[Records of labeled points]

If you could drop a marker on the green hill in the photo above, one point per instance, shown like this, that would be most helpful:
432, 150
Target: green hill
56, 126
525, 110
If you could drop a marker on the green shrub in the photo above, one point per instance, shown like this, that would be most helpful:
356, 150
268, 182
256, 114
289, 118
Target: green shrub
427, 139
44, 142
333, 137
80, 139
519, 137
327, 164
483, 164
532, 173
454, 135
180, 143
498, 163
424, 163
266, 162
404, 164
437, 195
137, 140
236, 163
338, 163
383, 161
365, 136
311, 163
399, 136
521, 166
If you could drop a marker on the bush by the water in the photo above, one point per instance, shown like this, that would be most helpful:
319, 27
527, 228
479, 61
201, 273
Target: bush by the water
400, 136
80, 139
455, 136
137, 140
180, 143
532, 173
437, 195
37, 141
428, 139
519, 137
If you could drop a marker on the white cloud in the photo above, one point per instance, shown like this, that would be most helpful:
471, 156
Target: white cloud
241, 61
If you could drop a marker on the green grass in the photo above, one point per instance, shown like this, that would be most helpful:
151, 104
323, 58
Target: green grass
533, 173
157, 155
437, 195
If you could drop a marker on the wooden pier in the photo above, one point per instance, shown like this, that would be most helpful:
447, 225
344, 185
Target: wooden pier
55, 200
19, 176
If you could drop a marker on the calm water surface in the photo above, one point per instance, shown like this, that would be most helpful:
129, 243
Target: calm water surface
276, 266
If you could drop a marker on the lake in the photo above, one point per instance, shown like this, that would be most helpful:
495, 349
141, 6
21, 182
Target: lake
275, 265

## Exercise goal:
Turn every line of the records above into a Markdown table with two columns, Row and Line, where Row numbers each line in order and Line holds its text. Leave out blank lines.

## Solution to this problem:
| Row | Line |
|---|---|
| 1 | If you could drop a marker on the green hill in the photo above, one point per instance, shown like this, that would be most helpful: |
| 2 | 432, 150 |
| 3 | Target: green hill |
| 4 | 56, 126 |
| 5 | 525, 110 |
| 6 | If you could drop a marker on the green shrub in the photo above, one point per instance, shown like this, that would be most helpful: |
| 7 | 356, 150 |
| 8 | 268, 182 |
| 9 | 256, 114 |
| 10 | 289, 118 |
| 11 | Target: green shrub |
| 12 | 427, 139 |
| 13 | 44, 142 |
| 14 | 333, 137 |
| 15 | 80, 139 |
| 16 | 519, 137 |
| 17 | 327, 164 |
| 18 | 483, 164 |
| 19 | 532, 173 |
| 20 | 454, 135 |
| 21 | 180, 143 |
| 22 | 498, 163 |
| 23 | 424, 163 |
| 24 | 266, 162 |
| 25 | 404, 164 |
| 26 | 437, 195 |
| 27 | 137, 140 |
| 28 | 236, 163 |
| 29 | 338, 163 |
| 30 | 383, 161 |
| 31 | 365, 136 |
| 32 | 311, 163 |
| 33 | 399, 136 |
| 34 | 521, 166 |
| 35 | If you could drop a marker on the bush by the water in the photo above, one point per instance, shown like this, that would be most helpful: |
| 36 | 319, 27 |
| 37 | 527, 228 |
| 38 | 479, 61 |
| 39 | 201, 273 |
| 40 | Target: bush by the water |
| 41 | 400, 136 |
| 42 | 80, 139 |
| 43 | 455, 136 |
| 44 | 137, 140 |
| 45 | 180, 143 |
| 46 | 532, 173 |
| 47 | 437, 195 |
| 48 | 37, 141 |
| 49 | 428, 139 |
| 50 | 519, 137 |
| 51 | If you could drop a marker on the white cloud in the photo above, one point per instance, shown like this, that would be most helpful: |
| 52 | 471, 156 |
| 53 | Target: white cloud |
| 54 | 241, 61 |
| 55 | If you could drop a marker on the green grass in the photo above, one point per instance, shown like this, that would be most helpful: |
| 56 | 151, 104 |
| 57 | 323, 58 |
| 58 | Target: green grass |
| 59 | 533, 173 |
| 60 | 157, 155 |
| 61 | 437, 195 |
| 62 | If you could drop a marker on the wooden pier in the photo above, one point per instance, shown like this, that would be most helpful: |
| 63 | 447, 225 |
| 64 | 344, 185 |
| 65 | Target: wooden pier |
| 66 | 55, 200 |
| 67 | 19, 176 |
| 68 | If you could drop a marker on the calm water surface in the photo above, one point per instance, shown like this, that would be most helpful: |
| 69 | 129, 243 |
| 70 | Target: calm water surface |
| 71 | 276, 266 |
| 72 | If you could drop a marker on the lake in the photo above, one point per instance, shown like this, that would be most helpful: |
| 73 | 495, 349 |
| 74 | 141, 6 |
| 75 | 21, 182 |
| 76 | Target: lake |
| 77 | 275, 265 |